> **OBJECTIVES**
[1] Translate into Spanish this sentence from the passage on interest for delayed payment: "We imagine that the principles of private law governing this question and justifying the refusal of interest for delay of payment all turn upon this, viz: that the debtor was ready to pay and the creditor was unwilling to receive."
[2] Reproduce the passage on interest for delayed payment from "We imagine that" up to and including "on the debt.", swapping "creditor" for "lender".
[3] Recast the paragraph of the passage on interest for delayed payment that begins "It is true, in addition" as a short list that keeps its main facts.

> **PAGE TEXT**
★ ★ ★ ★ ★
Second. It will be readily admitted that this necessary compensation for delay in payment of a sum, which has been computed as a just payment, if made without any delay therein, cannot be justly withheld, unless there shall have been some fault on the part of the creditor or sufferer whereby the delay of the adequate payment is imputable to him.

We imagine that the principles of private law governing this question and justifying the refusal of interest for delay of payment all turn upon this, viz: that the debtor was ready to pay and the creditor was unwilling to receive.

It is true, in addition, that the jurisprudence of Great Britain and of the United States permits nothing but an actual tender of the sufficient sum, and a continued keeping of the sum good for payment on the part of the debtor, and a refusal to receive on the part of the creditor, to stop the running of interest on the debt.
★ ★ ★ ★ ★
> **DATASET**
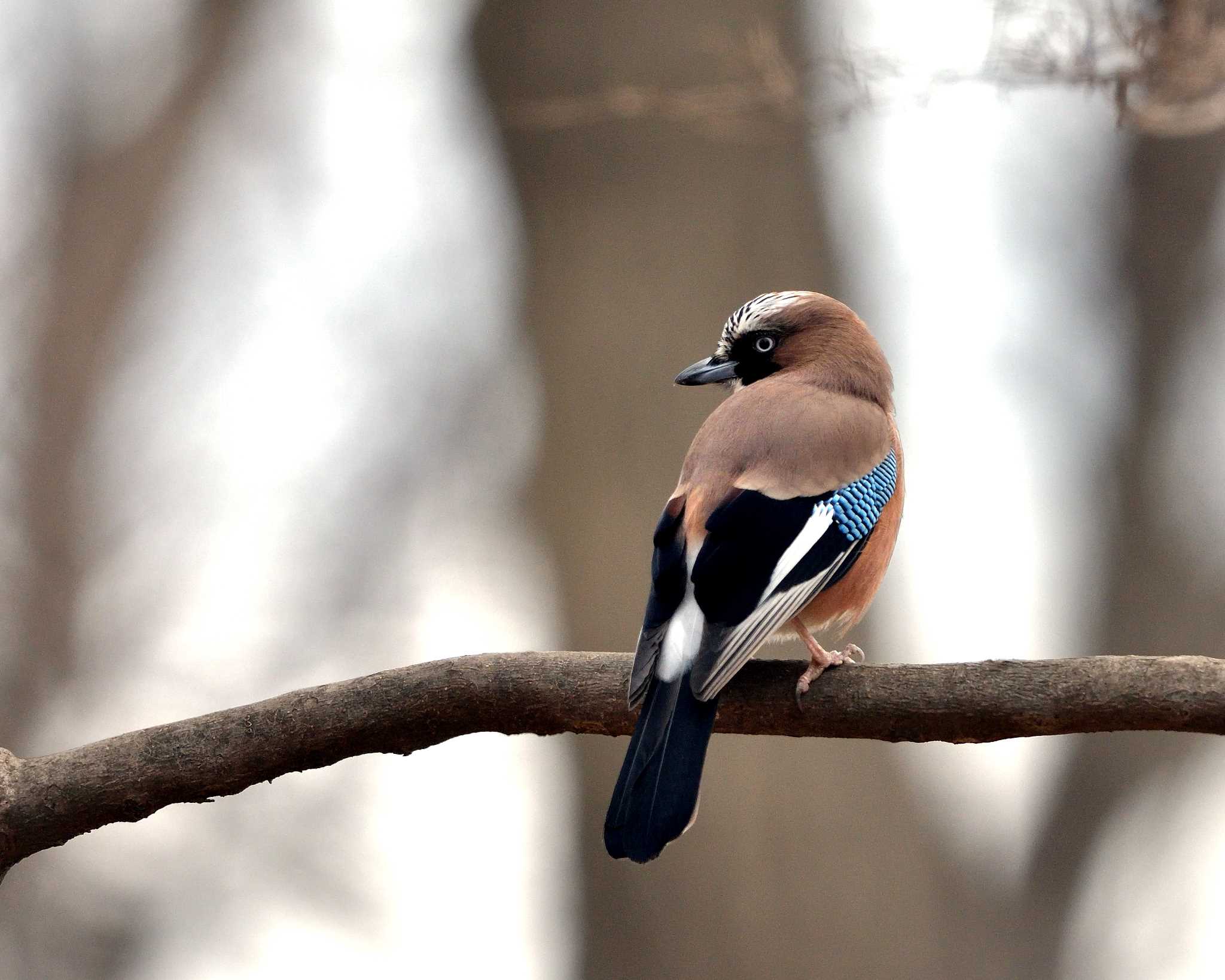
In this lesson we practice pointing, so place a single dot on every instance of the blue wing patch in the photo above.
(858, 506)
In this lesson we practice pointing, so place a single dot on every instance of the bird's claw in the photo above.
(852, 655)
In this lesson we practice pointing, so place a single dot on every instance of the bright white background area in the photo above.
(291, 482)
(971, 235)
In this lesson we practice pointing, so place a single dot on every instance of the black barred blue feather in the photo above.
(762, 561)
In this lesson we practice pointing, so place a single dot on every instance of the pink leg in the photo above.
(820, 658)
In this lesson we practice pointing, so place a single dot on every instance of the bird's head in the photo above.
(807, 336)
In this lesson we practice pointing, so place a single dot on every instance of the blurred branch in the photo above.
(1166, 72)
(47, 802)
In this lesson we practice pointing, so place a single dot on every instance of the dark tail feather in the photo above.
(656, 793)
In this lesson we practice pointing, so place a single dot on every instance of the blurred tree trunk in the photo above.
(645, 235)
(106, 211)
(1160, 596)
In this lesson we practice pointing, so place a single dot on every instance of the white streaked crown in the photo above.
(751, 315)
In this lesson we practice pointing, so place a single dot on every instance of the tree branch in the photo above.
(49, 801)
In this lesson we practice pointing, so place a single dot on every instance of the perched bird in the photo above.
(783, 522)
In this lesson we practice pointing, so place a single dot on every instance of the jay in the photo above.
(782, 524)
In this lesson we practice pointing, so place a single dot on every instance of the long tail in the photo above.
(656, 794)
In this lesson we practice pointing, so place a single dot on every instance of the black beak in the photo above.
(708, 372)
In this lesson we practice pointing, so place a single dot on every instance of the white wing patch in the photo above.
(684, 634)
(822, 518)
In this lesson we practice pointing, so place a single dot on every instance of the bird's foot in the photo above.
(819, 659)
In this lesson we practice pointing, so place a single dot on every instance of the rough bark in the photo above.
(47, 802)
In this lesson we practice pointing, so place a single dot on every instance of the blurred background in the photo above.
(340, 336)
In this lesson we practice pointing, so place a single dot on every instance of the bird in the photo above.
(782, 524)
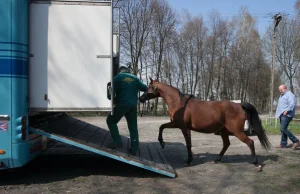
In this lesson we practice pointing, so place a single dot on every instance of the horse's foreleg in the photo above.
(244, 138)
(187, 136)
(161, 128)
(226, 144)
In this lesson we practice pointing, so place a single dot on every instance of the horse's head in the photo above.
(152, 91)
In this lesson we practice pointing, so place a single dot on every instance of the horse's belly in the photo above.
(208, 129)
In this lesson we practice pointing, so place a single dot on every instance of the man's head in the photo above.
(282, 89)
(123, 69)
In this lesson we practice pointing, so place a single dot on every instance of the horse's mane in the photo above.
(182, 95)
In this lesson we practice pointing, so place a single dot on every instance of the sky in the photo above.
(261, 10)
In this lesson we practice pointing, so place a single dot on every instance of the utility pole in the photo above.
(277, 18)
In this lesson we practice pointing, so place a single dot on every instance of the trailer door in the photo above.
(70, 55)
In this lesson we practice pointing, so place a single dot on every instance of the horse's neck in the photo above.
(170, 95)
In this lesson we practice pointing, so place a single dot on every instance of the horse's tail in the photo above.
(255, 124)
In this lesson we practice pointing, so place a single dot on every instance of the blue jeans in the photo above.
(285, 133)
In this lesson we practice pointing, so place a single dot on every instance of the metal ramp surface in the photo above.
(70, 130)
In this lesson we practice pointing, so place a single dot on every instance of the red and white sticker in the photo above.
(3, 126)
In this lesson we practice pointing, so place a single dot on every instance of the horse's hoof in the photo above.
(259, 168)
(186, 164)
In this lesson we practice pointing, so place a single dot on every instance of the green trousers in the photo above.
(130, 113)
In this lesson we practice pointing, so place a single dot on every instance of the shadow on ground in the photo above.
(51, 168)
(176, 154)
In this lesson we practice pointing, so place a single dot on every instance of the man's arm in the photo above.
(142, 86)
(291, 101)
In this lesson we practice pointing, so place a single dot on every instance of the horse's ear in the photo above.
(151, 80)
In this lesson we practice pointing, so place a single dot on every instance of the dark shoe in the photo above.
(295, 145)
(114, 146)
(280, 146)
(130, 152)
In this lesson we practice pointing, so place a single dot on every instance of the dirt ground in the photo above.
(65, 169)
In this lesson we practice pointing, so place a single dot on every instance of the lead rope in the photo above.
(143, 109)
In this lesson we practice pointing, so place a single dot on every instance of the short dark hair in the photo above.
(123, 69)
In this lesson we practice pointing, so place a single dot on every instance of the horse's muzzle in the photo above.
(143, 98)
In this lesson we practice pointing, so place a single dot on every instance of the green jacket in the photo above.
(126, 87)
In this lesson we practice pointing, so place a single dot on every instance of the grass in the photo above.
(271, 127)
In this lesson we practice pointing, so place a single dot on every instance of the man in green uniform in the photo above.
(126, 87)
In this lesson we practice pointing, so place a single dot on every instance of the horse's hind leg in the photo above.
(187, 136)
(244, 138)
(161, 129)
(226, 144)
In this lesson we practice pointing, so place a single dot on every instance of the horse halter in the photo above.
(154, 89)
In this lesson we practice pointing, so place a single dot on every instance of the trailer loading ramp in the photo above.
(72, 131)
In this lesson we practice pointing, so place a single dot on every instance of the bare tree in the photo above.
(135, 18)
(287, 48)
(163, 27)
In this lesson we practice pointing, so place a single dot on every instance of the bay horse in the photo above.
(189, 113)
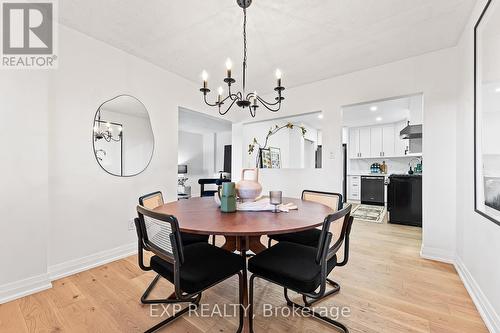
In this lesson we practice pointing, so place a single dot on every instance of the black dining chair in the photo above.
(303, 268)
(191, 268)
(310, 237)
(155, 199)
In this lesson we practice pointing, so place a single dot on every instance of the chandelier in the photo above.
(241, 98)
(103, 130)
★ ★ ★ ★ ★
> **SOLUTIONS BY TASK**
[1] Suponemos que los principios del derecho privado que rigen esta cuestión y que justifican la denegación de intereses por demora en el pago giran todos en torno a esto, a saber: que el deudor estaba dispuesto a pagar y el acreedor no estaba dispuesto a recibir.

[2]
We imagine that the principles of private law governing this question and justifying the refusal of interest for delay of payment all turn upon this, viz: that the debtor was ready to pay and the lender was unwilling to receive.

It is true, in addition, that the jurisprudence of Great Britain and of the United States permits nothing but an actual tender of the sufficient sum, and a continued keeping of the sum good for payment on the part of the debtor, and a refusal to receive on the part of the lender, to stop the running of interest on the debt.

[3]
Under the jurisprudence of Great Britain and the United States, interest on a debt stops running only when all of these occur:
- the debtor makes an actual tender of the sufficient sum;
- the debtor continues to keep that sum good for payment;
- the creditor refuses to receive it.